Home assignment - HTTP file server

Implement an HTTP server with the following API:

POST /blobs/{id}

Payload: binary

If the blob already exists - overwrite it ("upsert")

Some headers, if sent, should also be stored. These headers are:

  • Content-Type
  • Any header that starts with x-rebase- (case insensitive)

Possible errors

  • missing Content-Length header
  • sum(Binary length, stored headers length) exceeds MAX_LENGTH
  • Overall disk space, if potentially storing this blob, exceeds MAX_DISK_QUOTA
  • Any of the stored header (including key and value) exceeds MAX_HEADER_LENGTH
  • count(stored-headers) exceeds MAX_HEADER_COUNT
  • id should include only the following characters: a-z, A-Z, 0-9, dot (.), underscore (_), minus (-). Any other character is not valid.
  • id should not exceed MAX_ID_LENGTH
GET /blobs/{id}

Return the relevant blob and its stored headers, if they exist.

If the Content-Type header does not exist in the stored headers, either use the value application/octet-stream or try to infer it using an external lib (e.g. mime-types)

Possible errors

  • Non existing blob (404)

- _DATASET EXCERPTS_

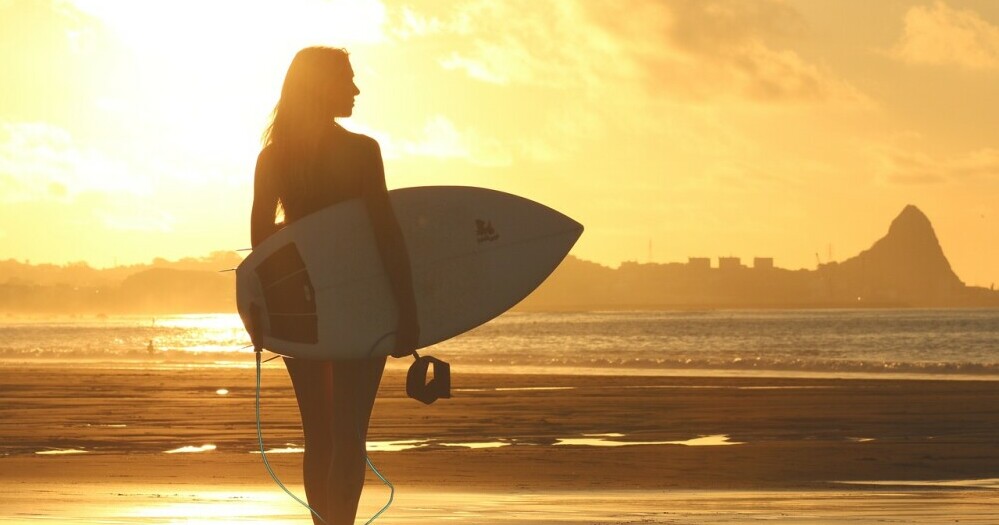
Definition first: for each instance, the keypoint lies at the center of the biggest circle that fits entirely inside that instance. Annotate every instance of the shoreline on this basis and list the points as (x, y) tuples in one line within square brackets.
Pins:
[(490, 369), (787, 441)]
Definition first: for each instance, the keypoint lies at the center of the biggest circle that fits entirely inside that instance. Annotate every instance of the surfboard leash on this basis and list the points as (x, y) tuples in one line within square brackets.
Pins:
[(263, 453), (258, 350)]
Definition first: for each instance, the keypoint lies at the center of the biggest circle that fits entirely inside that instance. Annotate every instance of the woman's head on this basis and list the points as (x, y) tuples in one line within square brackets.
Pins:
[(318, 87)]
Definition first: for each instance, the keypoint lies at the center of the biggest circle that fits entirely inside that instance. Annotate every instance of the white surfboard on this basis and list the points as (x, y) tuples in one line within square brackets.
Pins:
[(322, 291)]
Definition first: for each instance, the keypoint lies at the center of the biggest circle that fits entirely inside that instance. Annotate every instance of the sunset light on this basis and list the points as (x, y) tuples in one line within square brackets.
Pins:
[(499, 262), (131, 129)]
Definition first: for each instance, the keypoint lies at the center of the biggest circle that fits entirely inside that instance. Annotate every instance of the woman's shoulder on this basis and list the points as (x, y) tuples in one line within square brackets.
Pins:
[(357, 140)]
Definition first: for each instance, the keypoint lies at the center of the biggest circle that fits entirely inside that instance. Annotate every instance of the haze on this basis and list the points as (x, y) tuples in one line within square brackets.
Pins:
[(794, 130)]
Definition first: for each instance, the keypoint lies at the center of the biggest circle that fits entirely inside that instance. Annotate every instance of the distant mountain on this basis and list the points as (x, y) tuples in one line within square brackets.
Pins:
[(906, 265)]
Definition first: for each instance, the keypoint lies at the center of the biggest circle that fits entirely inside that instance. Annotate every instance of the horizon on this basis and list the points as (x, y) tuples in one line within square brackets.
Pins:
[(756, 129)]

==

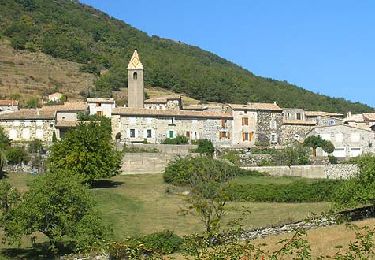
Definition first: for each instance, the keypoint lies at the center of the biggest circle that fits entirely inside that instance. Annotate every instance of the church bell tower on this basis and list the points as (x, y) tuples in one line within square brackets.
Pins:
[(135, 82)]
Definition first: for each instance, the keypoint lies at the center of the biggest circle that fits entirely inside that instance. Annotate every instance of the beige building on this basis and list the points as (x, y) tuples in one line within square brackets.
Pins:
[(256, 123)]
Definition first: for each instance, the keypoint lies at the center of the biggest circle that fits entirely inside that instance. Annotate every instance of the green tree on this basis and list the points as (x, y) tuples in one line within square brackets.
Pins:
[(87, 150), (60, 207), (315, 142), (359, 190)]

- _SET TASK 1_
Determine whether each of the following statements agrees with the HTTP file server assignment, answering yes or no and quoting the deciding words of the assignment exactly. (a) Sending a POST request for a blob id that already exists results in an error. (b) An underscore is a permitted character in a blob id. (c) When no Content-Type header is among the stored headers, a GET request must fail.
- _SET TASK 2_
Return, copied without alteration, the portion of the HTTP file server assignment between "If the Content-Type" and "existing blob (404)", inclusive.

- _EXERCISE RESULT 1_
(a) No: "If the blob already exists - overwrite it ("upsert")"
(b) Yes: "id should include only the following characters: a-z, A-Z, 0-9, dot (.), underscore (_), minus (-)."
(c) No: "either use the value application/octet-stream or try to infer it using an external lib (e.g. mime-types)"

- _EXERCISE RESULT 2_
If the Content-Type header does not exist in the stored headers, either use the value application/octet-stream or try to infer it using an external lib (e.g. mime-types)

Possible errors

  • Non existing blob (404)